**TEXTO DE LECTURA:**
────────────────────────────────────────
Dignidad y laicidad. Una
defensa de la ética laica
MICHELANGELO BOVERO (2007)
Universidad de Turín
1. El año pasado apareció en Italia un pequeño libro que no
llamaría áureo, sino más bien sulfúreo: Laicos de rodillas, de Carlo Augusto
Viano. (1) Lo recomiendo vivamente. Es una lectura saludable. Aun si a
muchos les podrá parecer desagradable o hasta irritante, «hace bien», justo
como respirar los vapores sulfúreos de ciertas aguas termales.
El título del librito puede entenderse de dos maneras. En primer
lugar, la expresión «laicos de rodillas» puede indicar una sensación de
capitulación, casi de derrota de la cultura laica, en Italia y en el mundo,
frente a la reconquista religiosa del espacio público. Una revancha
impresionante. No han transcurrido ni siquiera dos decenios de cuando la famosa
fórmula «Ya no hay religión» se había convertido sin más en una broma de
cabaret: se refería, en tono irónico, al presunto desorden moral y social que
la moralina anti-laica imputaba a la secularización, al decaimiento de la
captura religiosa de las conciencias. A la caída del «temor de Dios»: del Dios
juez, más que del Dios legislador, como lo aclaró en su momento Bobbio (2). Y bien, no
sé en verdad cómo no se logra ver el estado desastroso en que ha (re)caído el
mundo desde que «De nuevo hay religión», y los laicos están de rodillas.
────────────────────────────────────────
**TUS INSTRUCCIONES:**
Completa la parte que sigue del texto sobre la ética laica, empezando justo después de su última frase. Los registros no intervienen en esto.

Filas de un conjunto de datos de segmentación:
────────────────────────────────────────
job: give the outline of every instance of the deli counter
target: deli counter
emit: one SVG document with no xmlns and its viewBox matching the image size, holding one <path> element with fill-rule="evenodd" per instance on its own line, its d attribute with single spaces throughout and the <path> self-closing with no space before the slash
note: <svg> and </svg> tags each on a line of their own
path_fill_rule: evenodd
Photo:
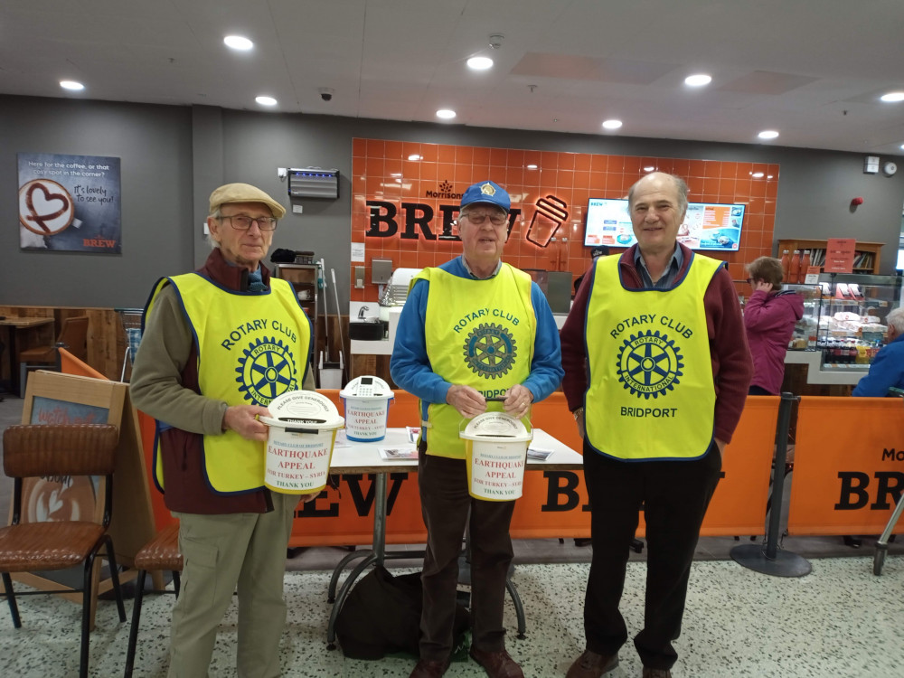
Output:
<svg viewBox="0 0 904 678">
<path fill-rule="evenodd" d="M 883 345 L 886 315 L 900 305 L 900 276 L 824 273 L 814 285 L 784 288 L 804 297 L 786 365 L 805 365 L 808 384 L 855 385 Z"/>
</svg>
────────────────────────────────────────
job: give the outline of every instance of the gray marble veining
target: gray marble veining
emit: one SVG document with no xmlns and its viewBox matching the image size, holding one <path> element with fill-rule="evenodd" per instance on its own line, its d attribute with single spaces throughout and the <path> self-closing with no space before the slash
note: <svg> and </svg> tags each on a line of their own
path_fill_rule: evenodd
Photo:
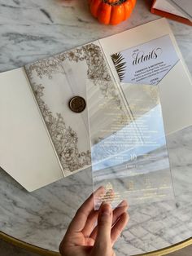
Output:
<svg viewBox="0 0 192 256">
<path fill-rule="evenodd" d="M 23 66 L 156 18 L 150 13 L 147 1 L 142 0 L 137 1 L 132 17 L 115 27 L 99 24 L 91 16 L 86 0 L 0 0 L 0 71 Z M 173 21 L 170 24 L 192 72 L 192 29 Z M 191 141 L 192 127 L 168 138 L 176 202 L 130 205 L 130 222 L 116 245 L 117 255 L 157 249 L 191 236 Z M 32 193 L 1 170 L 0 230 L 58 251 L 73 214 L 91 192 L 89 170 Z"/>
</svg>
────────────────────────────────────────
**RESULTADO DEL EJERCICIO:**
Pero en segundo lugar, esta expresión, «laicos de rodillas», puede
referirse a ciertas concesiones ambiguas hacia el mundo y la sensibilidad
religiosa o, aún peor, a las posturas de confesionario posmoderno, asumidas en
público, incluso en el más obsceno de los lugares públicos, la televisión, por
múltiples personajes, políticos y no, cuya adscripción genérica a la cultura
laica hasta ahora no se ponía en duda. Parece haberse convertido en una moda kitsch. Viano escribe: «hoy quien no se
proclama creyente descubre haberlo sido, subraya, como si fuera un mérito, el
haber ido a escuela de curas y no excluye que en el futuro quién sabe, porque
el misterio está ahí, oscuro y atrayente» (3). Para un laico, ponerse
de rodillas es “proskynesis”, una
postración: una postura poco digna, es más, inmoral. Contraria a la ética
laica. Si además la postración tiene (también) como objetivo los favores del
electorado religioso, se convierte en prostitución. En perdida del sentido del
pudor, del respeto de sí mismo. En pérdida de dignidad.
Me parece particularmente oportuno, hoy, hablar de dignidad, de
manera sobria y anti-retórica, porque de ese modo se puede llegar, desde mi
punto de vista, al núcleo más interno de la ética laica. Quisiera tratar de
aislar y depurar este núcleo, liberándolo de las ambigüedades, confusiones y
contaminaciones con la ética religiosa cristiana en sus varias
interpretaciones.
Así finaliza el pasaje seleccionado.